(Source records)
· · · · ·
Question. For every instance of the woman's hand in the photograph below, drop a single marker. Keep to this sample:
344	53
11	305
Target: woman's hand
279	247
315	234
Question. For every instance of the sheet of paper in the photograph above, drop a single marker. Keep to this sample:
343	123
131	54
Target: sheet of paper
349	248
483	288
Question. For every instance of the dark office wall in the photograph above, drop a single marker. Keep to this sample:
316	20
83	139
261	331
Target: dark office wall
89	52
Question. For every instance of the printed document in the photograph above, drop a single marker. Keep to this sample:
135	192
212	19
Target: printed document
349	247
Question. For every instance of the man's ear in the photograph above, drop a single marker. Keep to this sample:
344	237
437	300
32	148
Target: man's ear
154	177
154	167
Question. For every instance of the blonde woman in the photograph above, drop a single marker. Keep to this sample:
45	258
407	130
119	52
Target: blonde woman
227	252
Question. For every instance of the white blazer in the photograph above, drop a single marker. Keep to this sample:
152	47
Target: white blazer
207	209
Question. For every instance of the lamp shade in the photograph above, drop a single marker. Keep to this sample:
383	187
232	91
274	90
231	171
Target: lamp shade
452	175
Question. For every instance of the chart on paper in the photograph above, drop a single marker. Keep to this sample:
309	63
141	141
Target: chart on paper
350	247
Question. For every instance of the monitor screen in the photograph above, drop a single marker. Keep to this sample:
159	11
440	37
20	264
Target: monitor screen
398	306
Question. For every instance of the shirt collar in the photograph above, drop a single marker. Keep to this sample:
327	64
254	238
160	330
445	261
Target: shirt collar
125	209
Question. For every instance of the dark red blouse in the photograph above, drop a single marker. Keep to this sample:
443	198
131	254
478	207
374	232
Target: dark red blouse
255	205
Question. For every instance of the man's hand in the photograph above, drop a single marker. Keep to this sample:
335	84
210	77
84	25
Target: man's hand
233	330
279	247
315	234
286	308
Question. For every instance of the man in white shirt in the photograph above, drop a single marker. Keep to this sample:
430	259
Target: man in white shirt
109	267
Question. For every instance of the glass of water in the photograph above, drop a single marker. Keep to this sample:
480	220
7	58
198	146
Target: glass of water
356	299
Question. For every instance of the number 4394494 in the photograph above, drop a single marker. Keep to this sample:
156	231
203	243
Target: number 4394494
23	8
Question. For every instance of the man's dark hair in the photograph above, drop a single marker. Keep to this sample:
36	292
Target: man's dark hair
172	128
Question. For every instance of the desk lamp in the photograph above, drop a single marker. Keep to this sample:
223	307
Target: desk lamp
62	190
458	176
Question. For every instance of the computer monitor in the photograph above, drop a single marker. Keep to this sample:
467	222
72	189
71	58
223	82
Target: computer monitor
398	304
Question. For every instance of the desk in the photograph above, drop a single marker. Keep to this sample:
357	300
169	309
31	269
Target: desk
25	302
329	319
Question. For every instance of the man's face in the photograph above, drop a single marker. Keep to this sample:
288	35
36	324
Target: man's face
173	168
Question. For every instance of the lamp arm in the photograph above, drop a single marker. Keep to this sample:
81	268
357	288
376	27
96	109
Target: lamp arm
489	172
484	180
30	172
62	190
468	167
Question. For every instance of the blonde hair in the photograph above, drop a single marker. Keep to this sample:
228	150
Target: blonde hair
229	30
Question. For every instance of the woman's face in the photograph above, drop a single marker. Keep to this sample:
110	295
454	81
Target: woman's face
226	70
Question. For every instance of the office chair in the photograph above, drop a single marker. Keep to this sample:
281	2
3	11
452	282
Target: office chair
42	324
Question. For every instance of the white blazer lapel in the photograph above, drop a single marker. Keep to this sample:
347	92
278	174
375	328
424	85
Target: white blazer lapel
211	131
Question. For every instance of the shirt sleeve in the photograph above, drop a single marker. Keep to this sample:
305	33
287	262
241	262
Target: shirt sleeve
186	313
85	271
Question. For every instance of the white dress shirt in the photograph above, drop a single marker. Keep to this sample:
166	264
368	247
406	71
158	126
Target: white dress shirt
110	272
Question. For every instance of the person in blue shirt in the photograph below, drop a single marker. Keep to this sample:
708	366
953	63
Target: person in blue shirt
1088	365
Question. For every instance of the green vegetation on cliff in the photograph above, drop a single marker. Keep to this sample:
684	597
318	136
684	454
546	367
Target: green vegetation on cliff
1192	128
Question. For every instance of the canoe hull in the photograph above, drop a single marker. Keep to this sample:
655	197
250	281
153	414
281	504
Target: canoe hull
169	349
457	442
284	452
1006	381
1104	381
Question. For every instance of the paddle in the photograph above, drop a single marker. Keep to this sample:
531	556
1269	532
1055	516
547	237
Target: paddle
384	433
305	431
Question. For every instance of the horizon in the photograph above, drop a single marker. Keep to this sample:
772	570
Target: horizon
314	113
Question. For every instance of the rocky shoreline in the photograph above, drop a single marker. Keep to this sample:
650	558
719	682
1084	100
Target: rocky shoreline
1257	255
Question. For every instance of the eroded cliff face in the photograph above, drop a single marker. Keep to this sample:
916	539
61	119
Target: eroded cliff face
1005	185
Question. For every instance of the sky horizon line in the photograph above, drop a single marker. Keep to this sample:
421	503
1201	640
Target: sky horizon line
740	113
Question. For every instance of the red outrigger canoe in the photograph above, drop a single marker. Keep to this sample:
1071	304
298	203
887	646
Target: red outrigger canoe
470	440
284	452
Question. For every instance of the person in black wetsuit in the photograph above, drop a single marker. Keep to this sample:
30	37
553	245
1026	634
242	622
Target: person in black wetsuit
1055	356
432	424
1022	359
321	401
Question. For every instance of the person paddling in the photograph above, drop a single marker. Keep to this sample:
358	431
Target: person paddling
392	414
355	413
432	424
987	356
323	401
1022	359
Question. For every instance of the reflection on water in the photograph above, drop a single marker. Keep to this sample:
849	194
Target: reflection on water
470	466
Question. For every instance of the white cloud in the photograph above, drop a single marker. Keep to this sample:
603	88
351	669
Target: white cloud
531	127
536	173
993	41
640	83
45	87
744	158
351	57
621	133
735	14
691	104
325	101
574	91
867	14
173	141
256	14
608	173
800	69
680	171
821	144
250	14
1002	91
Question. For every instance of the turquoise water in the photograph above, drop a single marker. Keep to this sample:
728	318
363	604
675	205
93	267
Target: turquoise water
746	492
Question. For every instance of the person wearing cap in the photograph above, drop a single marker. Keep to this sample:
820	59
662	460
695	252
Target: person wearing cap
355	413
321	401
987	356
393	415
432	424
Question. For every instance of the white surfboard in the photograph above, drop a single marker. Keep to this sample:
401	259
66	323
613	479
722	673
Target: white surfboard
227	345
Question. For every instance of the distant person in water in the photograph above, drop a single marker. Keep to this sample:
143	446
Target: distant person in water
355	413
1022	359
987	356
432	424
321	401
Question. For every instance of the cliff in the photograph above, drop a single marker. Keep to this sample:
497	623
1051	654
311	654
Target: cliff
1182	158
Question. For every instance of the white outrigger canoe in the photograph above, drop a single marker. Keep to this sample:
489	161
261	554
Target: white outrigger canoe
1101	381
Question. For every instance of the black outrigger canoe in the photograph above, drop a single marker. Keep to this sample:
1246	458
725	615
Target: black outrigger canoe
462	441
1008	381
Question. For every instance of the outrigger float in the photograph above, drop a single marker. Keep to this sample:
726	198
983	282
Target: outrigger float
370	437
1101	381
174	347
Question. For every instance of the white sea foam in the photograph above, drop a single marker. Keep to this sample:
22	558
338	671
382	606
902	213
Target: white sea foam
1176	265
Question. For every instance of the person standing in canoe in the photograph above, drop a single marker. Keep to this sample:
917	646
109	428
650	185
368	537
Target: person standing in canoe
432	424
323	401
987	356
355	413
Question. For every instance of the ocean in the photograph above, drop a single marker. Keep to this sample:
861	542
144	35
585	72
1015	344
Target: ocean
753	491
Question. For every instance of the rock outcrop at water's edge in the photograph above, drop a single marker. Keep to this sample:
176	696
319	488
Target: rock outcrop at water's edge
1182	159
· · · · ·
[What is asked]: Please write out again the stretch of the data from the line containing "Question. For every instance of the ocean" through the end of the data, copying every line unchanged except that each marker coordinate given as an answer is increased by 74.

[The reply]:
Question. For every instance of the ocean in the photograph above, drop a single marker. Keep to this sample:
861	542
144	35
585	72
1015	344
Target: ocean
827	565
Question. For every instance of the rock outcrop at water's edge in the photograph above, drop a single marker. Keep to this sample:
176	696
319	488
Target: rock outcrop at water's edge
1256	233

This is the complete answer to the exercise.